======== Article

Une porte d’entrée pour aimer le théâtre
Jusqu’au 10 mars se joue au Théâtre de Carouge un spectacle total signé Robert Sandoz montrant toute la palette interprétative de quatre formidables comédien·ne·s qui nous entraînent dans une adaptation théâtrâle ébouriffante du chef d’œuvre cinématographique de Jean Renoir : la Règle du jeu.
Il y a des pièces qui ont cette grâce. Celle de faire aimer le théâtre. De permettre à des non-initiés de « tomber dedans » comme Obélix dans la marmite. Je me souviens que ce fut le cas pour moi lorsque, en 1982, j’ai découvert à la Comédie L’oiseau vert de Carlo Gozzi mis en scène par Bruno Besson. J’avais 14 ans et le théâtre m’est « tombé dessus » comme le ciel sur la tête des Romains. Quarante-et.un ans plus tard, en écrivant ce papier, le frisson demeure.

================

## [Actions demandées]
a) Résumez l'article sur le théâtre en deux phrases.
b) Écrivez la suite de l'article sur le théâtre à partir de sa dernière phrase.

======== Lignes

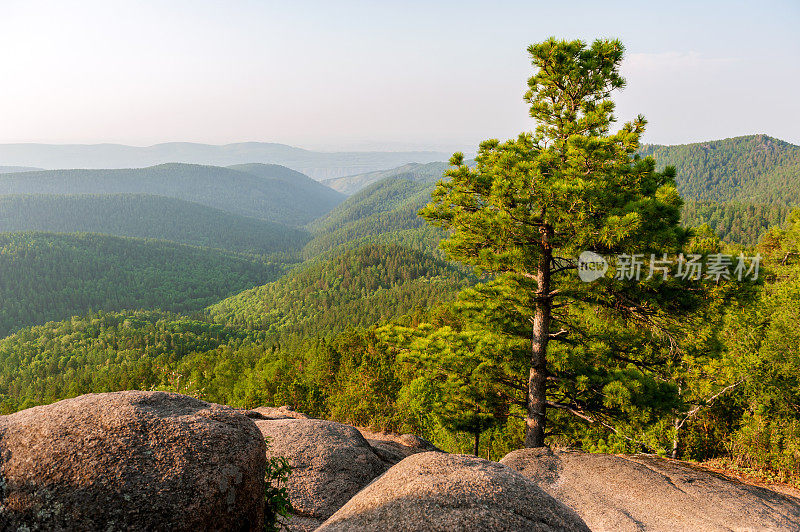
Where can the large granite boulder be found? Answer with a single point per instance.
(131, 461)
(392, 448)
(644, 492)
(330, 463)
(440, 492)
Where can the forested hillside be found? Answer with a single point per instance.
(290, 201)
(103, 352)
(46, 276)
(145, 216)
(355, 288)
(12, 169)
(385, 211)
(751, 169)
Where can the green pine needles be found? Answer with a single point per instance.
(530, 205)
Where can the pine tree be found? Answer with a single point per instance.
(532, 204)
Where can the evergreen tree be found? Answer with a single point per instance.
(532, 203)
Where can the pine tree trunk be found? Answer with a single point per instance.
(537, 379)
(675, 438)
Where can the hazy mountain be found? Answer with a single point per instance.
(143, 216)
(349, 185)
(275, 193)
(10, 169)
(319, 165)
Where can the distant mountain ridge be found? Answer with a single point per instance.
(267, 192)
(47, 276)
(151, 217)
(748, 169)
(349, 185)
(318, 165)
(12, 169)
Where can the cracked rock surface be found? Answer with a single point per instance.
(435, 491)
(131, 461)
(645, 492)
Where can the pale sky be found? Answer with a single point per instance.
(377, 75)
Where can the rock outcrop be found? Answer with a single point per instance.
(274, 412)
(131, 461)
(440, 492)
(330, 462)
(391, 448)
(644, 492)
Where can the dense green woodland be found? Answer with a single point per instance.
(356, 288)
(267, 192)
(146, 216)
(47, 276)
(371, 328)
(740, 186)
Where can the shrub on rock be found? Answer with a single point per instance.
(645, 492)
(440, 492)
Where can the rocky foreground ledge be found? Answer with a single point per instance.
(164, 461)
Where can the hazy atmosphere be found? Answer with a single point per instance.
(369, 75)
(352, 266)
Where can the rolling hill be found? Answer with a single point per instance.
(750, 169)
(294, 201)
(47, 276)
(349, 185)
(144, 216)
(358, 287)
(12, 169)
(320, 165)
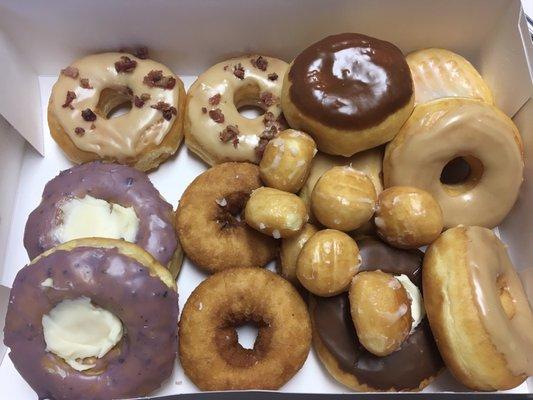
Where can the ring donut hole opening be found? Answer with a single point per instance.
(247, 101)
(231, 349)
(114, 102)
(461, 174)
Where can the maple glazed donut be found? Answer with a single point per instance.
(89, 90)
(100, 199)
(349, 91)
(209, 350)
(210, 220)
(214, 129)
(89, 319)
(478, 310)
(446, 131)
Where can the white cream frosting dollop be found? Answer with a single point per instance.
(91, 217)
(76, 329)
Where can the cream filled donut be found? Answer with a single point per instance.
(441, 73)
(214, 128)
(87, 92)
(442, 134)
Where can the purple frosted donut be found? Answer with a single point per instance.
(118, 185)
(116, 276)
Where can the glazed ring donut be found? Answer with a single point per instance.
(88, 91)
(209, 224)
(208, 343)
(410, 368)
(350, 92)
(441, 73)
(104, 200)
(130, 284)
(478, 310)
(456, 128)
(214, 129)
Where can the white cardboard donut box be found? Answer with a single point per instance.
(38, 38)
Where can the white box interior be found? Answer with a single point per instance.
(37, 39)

================

## [Réponses attendues]
a) Jusqu'au 10 mars, le Théâtre de Carouge présente un spectacle de Robert Sandoz où quatre comédien·ne·s jouent une adaptation théâtrale de La Règle du jeu, le chef-d'œuvre cinématographique de Jean Renoir. L'article rappelle que certaines pièces font aimer le théâtre aux non-initiés, comme L'oiseau vert de Carlo Gozzi, mis en scène par Bruno Besson et découvert à la Comédie en 1982 à l'âge de 14 ans, avec un frisson qui demeure quarante et un ans plus tard.

b)
Alors l’autre soir, dans la petite salle du Théâtre de Carouge, en regardant le fantastique travail de direction d’acteurs, en admirant l’ingéniosité de la scénographie, l’intensité des chorégraphies, le symbolisme des vieux postes de radio, le burlesque des lapins tombant des cintres, le spectaculaire des changements de personnages, les différents niveaux de lecture du texte, l’utilisation vintage du son, j’ai repensé à Besson. Et à une certaine filiation avec Robert Sandoz. Celle des metteurs en scène qui mettent tellement d’humanité dans leur travail que celui-ci touche au plus profond l’âme du public. Ces précieux moments de rencontres avec la vibration du plateau prennent ensuite place dans l’intimité du temple de nos émotions fortes. Et nous font aimer le théâtre pour la vie.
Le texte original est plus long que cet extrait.